Task description:
Copy the listing below in full, exactly.

Information:
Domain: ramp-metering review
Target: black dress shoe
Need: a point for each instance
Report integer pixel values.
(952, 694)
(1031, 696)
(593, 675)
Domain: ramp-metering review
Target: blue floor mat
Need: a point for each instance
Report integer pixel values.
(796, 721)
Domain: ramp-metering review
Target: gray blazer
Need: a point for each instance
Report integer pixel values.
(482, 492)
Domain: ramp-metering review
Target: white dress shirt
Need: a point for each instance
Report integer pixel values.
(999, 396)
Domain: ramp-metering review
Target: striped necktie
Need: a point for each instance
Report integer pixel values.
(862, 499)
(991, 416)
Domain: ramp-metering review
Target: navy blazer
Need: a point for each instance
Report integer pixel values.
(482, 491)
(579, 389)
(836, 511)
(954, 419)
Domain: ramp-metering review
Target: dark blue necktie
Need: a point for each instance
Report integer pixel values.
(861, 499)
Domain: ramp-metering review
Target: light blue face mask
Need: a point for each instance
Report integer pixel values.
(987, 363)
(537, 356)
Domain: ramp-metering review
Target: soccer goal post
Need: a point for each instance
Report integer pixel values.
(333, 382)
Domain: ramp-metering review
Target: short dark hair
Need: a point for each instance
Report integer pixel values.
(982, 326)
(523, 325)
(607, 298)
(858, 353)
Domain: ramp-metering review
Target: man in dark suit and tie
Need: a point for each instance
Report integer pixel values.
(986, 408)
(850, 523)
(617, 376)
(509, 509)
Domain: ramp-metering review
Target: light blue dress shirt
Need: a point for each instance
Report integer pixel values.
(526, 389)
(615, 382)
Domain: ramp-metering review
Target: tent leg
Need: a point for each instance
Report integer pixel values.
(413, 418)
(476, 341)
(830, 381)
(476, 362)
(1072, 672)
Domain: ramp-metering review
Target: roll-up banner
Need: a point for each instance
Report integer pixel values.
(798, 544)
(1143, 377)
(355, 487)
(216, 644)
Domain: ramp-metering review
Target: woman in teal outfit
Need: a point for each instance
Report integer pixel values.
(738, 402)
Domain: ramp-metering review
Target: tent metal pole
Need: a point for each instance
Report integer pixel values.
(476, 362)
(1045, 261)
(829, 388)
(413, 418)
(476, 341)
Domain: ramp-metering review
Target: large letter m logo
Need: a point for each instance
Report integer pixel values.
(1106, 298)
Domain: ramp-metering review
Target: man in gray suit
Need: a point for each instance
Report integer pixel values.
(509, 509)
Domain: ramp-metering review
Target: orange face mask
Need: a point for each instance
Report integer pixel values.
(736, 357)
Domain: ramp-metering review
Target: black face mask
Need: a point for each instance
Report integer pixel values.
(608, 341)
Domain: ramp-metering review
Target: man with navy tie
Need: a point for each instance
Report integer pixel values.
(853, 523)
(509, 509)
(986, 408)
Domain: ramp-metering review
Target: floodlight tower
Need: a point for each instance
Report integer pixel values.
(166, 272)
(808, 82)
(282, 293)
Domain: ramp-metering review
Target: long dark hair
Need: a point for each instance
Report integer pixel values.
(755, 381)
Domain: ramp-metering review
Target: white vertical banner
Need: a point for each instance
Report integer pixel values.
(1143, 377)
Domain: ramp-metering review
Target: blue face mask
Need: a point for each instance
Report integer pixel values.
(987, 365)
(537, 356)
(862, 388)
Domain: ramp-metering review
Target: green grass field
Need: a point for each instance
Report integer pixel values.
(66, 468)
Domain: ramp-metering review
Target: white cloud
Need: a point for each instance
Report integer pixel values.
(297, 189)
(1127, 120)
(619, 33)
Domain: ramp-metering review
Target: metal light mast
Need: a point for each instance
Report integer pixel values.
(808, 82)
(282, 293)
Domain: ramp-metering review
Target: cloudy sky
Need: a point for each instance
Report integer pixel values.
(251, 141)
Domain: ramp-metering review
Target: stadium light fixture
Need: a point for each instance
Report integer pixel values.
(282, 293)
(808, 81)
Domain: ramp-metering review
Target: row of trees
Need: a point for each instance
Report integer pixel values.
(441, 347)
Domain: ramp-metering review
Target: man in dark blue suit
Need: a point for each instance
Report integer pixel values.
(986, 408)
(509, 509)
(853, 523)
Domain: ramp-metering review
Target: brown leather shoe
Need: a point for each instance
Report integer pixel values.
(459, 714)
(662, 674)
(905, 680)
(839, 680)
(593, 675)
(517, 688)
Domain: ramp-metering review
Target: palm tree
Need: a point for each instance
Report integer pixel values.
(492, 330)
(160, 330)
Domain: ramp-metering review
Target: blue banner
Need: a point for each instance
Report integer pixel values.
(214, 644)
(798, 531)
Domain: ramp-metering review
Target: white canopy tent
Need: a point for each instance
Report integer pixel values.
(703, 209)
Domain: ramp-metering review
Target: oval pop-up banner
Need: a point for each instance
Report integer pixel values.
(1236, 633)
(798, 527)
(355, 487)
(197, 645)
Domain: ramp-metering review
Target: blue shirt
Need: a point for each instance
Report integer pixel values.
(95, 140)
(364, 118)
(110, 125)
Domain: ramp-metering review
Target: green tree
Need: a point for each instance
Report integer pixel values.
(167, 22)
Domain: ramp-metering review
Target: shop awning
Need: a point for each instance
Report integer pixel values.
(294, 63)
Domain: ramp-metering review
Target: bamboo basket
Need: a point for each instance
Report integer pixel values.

Solution below:
Domain: ramp-metering review
Target: black dress shoe
Need: a point for each instance
Report integer pixel values.
(952, 694)
(1031, 696)
(593, 675)
Domain: ramp-metering review
Target: blue floor mat
Need: a point for each instance
Report integer pixel values.
(796, 721)
Domain: ramp-metering review
Target: gray blazer
Need: a point for each instance
Report integer pixel values.
(482, 492)
Domain: ramp-metering review
Target: white dress shirt
Need: a point for each instance
Report integer pixel values.
(999, 396)
Domain: ramp-metering review
Target: striped necktie
Need: a point for each instance
Report integer pixel values.
(862, 499)
(991, 416)
Domain: ramp-metering review
Target: navy blazer
Need: a point for each instance
Report integer pixel values.
(482, 491)
(579, 389)
(836, 511)
(954, 419)
Domain: ramp-metering review
Target: dark blue necktie
Need: a point for each instance
Report integer pixel values.
(861, 499)
Domain: ramp-metering review
Target: light blue face mask
Need: a point for each instance
Report integer pixel values.
(987, 363)
(537, 356)
Domain: ramp-metering review
Target: soccer goal post
Need: a point for each instance
Report integer pixel values.
(333, 382)
Domain: ramp-metering review
Target: short dark hair
Need: a point for each instance
Report integer pixel values.
(982, 326)
(523, 325)
(607, 298)
(858, 353)
Domain: ramp-metering review
Target: man in dark suit and tie
Need: a point for each instance
Report integer pixel values.
(986, 408)
(850, 523)
(617, 376)
(509, 509)
Domain: ramp-metering review
Target: light blue dress shirt
Need: a point for each instance
Report integer pixel values.
(526, 389)
(615, 382)
Domain: ramp-metering review
Target: tent leg
Need: a point for each instance
Report integer pixel values.
(413, 418)
(476, 341)
(830, 381)
(476, 362)
(1072, 672)
Domain: ramp-metering review
Target: roll-up banner
Need: a point for each instance
Report integer pixel values.
(798, 544)
(1143, 377)
(355, 487)
(216, 644)
Domain: ramp-metering review
Target: woman in teal outfit
Need: a point for each instance
Report integer pixel values.
(738, 402)
Domain: ramp-metering review
Target: tent metal pole
Need: a point for each instance
Report integer pixel values.
(476, 362)
(1045, 261)
(829, 388)
(413, 418)
(476, 341)
Domain: ramp-metering review
Target: large letter m logo
Need: a point for each instance
Report integer pixel values.
(1106, 298)
Domain: ramp-metering review
Target: man in gray suit
Need: a point for each instance
Report integer pixel values.
(509, 509)
Domain: ramp-metering review
Target: orange face mask
Need: a point for each instance
Report integer pixel values.
(736, 357)
Domain: ramp-metering review
Target: black face mask
Need: a point for each instance
Report integer pixel values.
(608, 341)
Domain: ramp-metering review
Target: man with navy tie
Need: a point for each instance
Report integer pixel values.
(853, 523)
(509, 509)
(986, 408)
Domain: ramp-metering review
Target: floodlight tower
Need: a point for each instance
Report integer pixel values.
(166, 272)
(808, 82)
(282, 293)
Domain: ramp-metering review
Target: long dark hair
Need: a point for each instance
Report integer pixel values.
(755, 381)
Domain: ramp-metering review
Target: white vertical banner
Need: a point for each instance
Report integer pixel values.
(1143, 377)
Domain: ramp-metering review
Target: blue face mask
Need: a point for each instance
Report integer pixel values.
(987, 365)
(537, 356)
(862, 388)
Domain: ramp-metering review
Target: green grass field
Need: a point for each instance
Report integer pixel values.
(66, 468)
Domain: ramp-metering review
Target: white cloud
Need: a point for each instance
Report integer pixel values.
(297, 189)
(1127, 120)
(619, 33)
Domain: ramp-metering review
Target: metal light mast
Need: a point for each instance
Report integer pixel values.
(808, 82)
(282, 293)
Domain: ramp-metering review
Target: cloudy sky
Need: a point for each instance
Report integer pixel values.
(251, 141)
Domain: ramp-metering review
Target: stadium light fixture
Need: a point for each instance
Report integer pixel values.
(282, 293)
(808, 81)
Domain: ramp-metering review
Target: row of trees
Need: a point for each instance
Report integer pixel values.
(441, 347)
Domain: ramp-metering review
Target: man in dark blue suit
Need: a point for each instance
Report integer pixel values.
(986, 408)
(509, 509)
(853, 523)
Domain: ramp-metering review
Target: brown leather shoe
Need: a point for each instance
Report integer pixel values.
(459, 714)
(662, 674)
(905, 680)
(839, 680)
(593, 675)
(517, 688)
Domain: ramp-metering review
Target: palm tree
Need: a point for each instance
Report integer pixel values.
(492, 330)
(160, 330)
Domain: ramp-metering review
Target: blue banner
Need: a point for each instance
Report integer pixel values.
(214, 644)
(798, 531)
Domain: ramp-metering review
Target: white canopy tent
Need: a point for each instance
Report integer pixel values.
(703, 209)
Domain: ramp-metering review
Target: oval pop-up banner
Need: a point for each instance
Report integer pixel values.
(1236, 633)
(798, 527)
(355, 487)
(197, 645)
Domain: ramp-metering review
Target: blue shirt
Need: a point for each instance
Report integer pixel values.
(95, 140)
(364, 118)
(110, 125)
Domain: ramp-metering review
Target: green tree
Need: a point for each instance
Report integer pixel values.
(167, 22)
Domain: ramp-metering review
Target: shop awning
Need: a point for each instance
Report integer pixel values.
(294, 63)
Domain: ramp-metering review
Target: bamboo basket
Need: a point for each instance
Report integer pixel values.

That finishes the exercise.